Año –27. El Imperio romano había comenzado.
Augusto, autócrata de Roma, se tituló príncipe (princeps, es decir, «primer ciudadano»), como si estuviera sometido al órgano parlamentario, el Senado.[162]
Lo cierto es que Roma volvía a ser una monarquía, aunque el título de rey, tan desprestigiado, se cambiara por el de césar (en recuerdo de Julio César).[163]
Augusto terminó con las guerras civiles y con los enfrentamientos que desangraban Roma. Esta pax romana, que perduraría más de medio siglo, hasta la dinastía de los Antoninos (año 96), permitió la romanización del imperio. Los romanos exportaron el estilo de vida romano-helenístico (estaban muy influidos por los griegos) que se basaba en la ciudad (civitas) como elemento civilizador.
La ciudad era un núcleo urbano independiente, regido por un Ayuntamiento o Senado, sujeto a leyes precisas, con territorio y recursos propios de aprovechamiento comunal, con una estructura económica compleja y una organización social que integraba a los ciudadanos en un marco jurídico avanzado, superando las limitaciones de las tribus.[164]
Al amparo de la paz, Europa y el norte de África se romanizaron. Augusto concedió títulos de coloniae («colonias») y municipia («municipios») a muchas ciudades. La colonia era ciudad de nueva creación, cuyos primeros pobladores solían ser colonos llegados de Italia, generalmente soldados veteranos a los que se recompensaba con lotes de tierras. Los municipios, por el contrario, eran poblaciones indígenas que recibían el estatus de ciudad. En los dos casos, el gobierno municipal dependía de una asamblea de ciudadanos con derecho a voto entre los que se elegía a los dos alcaldes (duumviri) y a los concejales (aediles y quaestores). Los cargos eran anuales y sus aspirantes debían cortejar al electorado con banquetes y promesas que no siempre pensaban cumplir. Un poco como ahora.

-.-.-

-- TAREAS SOLICITADAS --
a) Según el pasaje sobre la romanización, ¿quiénes solían ser los primeros pobladores de una colonia?
b) Traduzca al inglés esta oración del pasaje sobre la romanización: «Al amparo de la paz, Europa y el norte de África se romanizaron.»
c) Transcriba del pasaje sobre la romanización el fragmento que comienza en "Año –27. El" y termina en "como elemento civilizador.".

-- INFORMACIÓN PROPORCIONADA --
-.-.-

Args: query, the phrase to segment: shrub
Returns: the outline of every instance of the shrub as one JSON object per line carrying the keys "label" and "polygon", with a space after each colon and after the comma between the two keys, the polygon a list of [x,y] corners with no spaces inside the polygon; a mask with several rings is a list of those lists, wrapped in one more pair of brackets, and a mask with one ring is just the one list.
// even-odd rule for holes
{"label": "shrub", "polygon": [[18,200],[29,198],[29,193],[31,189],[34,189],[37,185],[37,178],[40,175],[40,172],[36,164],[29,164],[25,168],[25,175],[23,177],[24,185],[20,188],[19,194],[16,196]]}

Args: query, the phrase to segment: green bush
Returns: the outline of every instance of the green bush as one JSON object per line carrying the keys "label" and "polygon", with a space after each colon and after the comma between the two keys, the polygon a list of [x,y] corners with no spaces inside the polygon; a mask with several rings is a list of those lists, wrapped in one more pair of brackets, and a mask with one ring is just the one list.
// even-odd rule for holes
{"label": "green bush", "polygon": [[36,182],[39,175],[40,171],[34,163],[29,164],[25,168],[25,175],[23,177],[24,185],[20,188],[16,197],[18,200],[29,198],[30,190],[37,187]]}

-.-.-

-- RESULTADOS POR TAREA --
a) Colonos llegados de Italia, generalmente soldados veteranos a los que se recompensaba con lotes de tierras.

b) Under the protection of peace, Europe and North Africa became Romanized.

c)
Año –27. El Imperio romano había comenzado.
Augusto, autócrata de Roma, se tituló príncipe (princeps, es decir, «primer ciudadano»), como si estuviera sometido al órgano parlamentario, el Senado.[162]
Lo cierto es que Roma volvía a ser una monarquía, aunque el título de rey, tan desprestigiado, se cambiara por el de césar (en recuerdo de Julio César).[163]
Augusto terminó con las guerras civiles y con los enfrentamientos que desangraban Roma. Esta pax romana, que perduraría más de medio siglo, hasta la dinastía de los Antoninos (año 96), permitió la romanización del imperio. Los romanos exportaron el estilo de vida romano-helenístico (estaban muy influidos por los griegos) que se basaba en la ciudad (civitas) como elemento civilizador.